[Start of section]

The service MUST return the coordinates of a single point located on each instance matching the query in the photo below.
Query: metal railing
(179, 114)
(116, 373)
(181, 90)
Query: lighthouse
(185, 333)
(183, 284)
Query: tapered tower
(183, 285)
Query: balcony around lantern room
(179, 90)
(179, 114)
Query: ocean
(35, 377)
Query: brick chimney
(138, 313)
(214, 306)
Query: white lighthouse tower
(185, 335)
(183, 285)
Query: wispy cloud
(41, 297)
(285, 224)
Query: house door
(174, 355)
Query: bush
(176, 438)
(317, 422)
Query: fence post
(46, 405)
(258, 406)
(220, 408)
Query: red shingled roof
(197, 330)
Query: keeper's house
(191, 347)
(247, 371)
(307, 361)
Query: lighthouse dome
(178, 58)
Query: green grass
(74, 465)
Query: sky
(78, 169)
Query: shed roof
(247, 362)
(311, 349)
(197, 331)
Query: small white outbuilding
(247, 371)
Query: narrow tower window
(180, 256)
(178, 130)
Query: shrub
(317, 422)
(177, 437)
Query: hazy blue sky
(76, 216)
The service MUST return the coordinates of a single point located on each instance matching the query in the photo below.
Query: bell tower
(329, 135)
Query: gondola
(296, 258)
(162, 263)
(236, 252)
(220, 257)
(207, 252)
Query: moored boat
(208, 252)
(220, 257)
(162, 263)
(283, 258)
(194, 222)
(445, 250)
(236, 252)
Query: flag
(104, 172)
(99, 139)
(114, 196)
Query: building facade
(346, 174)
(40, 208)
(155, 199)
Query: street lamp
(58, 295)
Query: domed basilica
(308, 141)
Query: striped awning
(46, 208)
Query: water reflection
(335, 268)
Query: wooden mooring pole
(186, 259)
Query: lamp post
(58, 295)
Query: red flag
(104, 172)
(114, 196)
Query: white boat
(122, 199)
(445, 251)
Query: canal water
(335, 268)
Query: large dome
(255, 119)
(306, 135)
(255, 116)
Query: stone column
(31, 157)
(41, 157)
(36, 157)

[End of section]

**Task objective:**
Line by line, output the listing above without alteration.

**Response to this exercise:**
The service MUST return the coordinates of a single point located on each instance matching the query in the photo below.
Query: metal railing
(179, 114)
(116, 373)
(181, 90)
Query: lighthouse
(185, 333)
(183, 284)
Query: tapered tower
(183, 285)
Query: balcony around lantern room
(179, 90)
(179, 114)
Query: ocean
(35, 377)
Query: brick chimney
(138, 313)
(214, 306)
Query: white lighthouse tower
(185, 335)
(183, 285)
Query: wispy cloud
(41, 297)
(285, 224)
Query: house door
(174, 355)
Query: bush
(176, 438)
(317, 422)
Query: fence post
(46, 405)
(258, 406)
(220, 408)
Query: red shingled roof
(197, 330)
Query: keeper's house
(191, 347)
(247, 371)
(307, 361)
Query: lighthouse dome
(178, 58)
Query: green grass
(74, 465)
Query: sky
(78, 169)
Query: shed roof
(247, 362)
(311, 349)
(197, 331)
Query: small white outbuilding
(247, 371)
Query: narrow tower window
(180, 256)
(178, 130)
Query: shrub
(317, 422)
(177, 437)
Query: hazy blue sky
(76, 216)
The service MUST return the coordinates of a single point located on each instance matching the query in the photo below.
Query: bell tower
(329, 135)
Query: gondola
(296, 258)
(162, 263)
(236, 252)
(220, 257)
(207, 252)
Query: moored boat
(208, 252)
(220, 257)
(162, 263)
(283, 258)
(194, 222)
(445, 250)
(236, 252)
Query: flag
(104, 172)
(99, 139)
(114, 196)
Query: building facade
(346, 174)
(40, 208)
(155, 199)
Query: street lamp
(58, 295)
Query: domed basilica
(308, 141)
Query: striped awning
(46, 208)
Query: water reflection
(335, 268)
Query: wooden mooring pole
(186, 259)
Query: lamp post
(58, 295)
Query: red flag
(104, 172)
(114, 196)
Query: white boat
(122, 199)
(445, 251)
Query: canal water
(335, 268)
Query: large dome
(255, 119)
(306, 135)
(255, 116)
Query: stone column
(31, 157)
(41, 157)
(36, 157)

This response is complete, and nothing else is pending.